— begin Recorded data —
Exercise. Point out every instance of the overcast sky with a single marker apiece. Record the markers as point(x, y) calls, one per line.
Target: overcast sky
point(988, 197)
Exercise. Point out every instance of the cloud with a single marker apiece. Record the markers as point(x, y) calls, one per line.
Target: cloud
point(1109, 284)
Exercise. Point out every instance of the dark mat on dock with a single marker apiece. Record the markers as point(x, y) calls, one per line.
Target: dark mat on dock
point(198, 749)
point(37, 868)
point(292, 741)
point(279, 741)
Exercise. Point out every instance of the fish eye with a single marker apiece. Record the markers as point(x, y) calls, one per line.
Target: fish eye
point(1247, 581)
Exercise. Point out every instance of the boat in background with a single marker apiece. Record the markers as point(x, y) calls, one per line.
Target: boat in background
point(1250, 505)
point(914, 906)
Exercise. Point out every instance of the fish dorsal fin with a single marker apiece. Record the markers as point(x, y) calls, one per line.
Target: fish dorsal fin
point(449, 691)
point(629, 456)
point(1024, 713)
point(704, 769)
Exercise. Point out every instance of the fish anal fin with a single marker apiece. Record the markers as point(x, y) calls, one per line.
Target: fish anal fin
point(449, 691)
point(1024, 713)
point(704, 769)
— end Recorded data —
Reproduce the data, keeping every line exactly the same.

Exercise. Point out every instance of the overcast sky with a single marker apiece. Record the markers as point(x, y) calls, one per line.
Target: overcast sky
point(988, 197)
Exercise. Point out every instance of the cloud with a single marker apiece. Record the markers as point(x, y) calls, one per line.
Target: cloud
point(1109, 284)
Exercise. Point out every instance of the dark mat on dock with a single marker apiece. Record the markers as point(x, y) calls, one per line.
Target: dark mat on dock
point(198, 749)
point(37, 868)
point(292, 741)
point(279, 741)
Exercise. Point out every instance of the fish eye with a single marker apiece. Record the markers as point(x, y) calls, one per line.
Target: fish eye
point(1247, 581)
Exercise. Point out every instance of the boat in background with a single marker apiece. Record the markers as point(x, y) calls, one per line.
Target: boat in background
point(1250, 505)
point(914, 906)
Exercise. Point out every instance of the fish dorsal fin with a single marker apiece. Record the markers as point(x, y) calls, one per line.
Target: fish dorsal fin
point(449, 691)
point(629, 456)
point(1024, 713)
point(704, 769)
Exercise. Point out every instance of the fish anal fin with a single marker apiece. Record the markers as point(x, y) calls, one per line.
Target: fish anal fin
point(449, 691)
point(1024, 713)
point(704, 769)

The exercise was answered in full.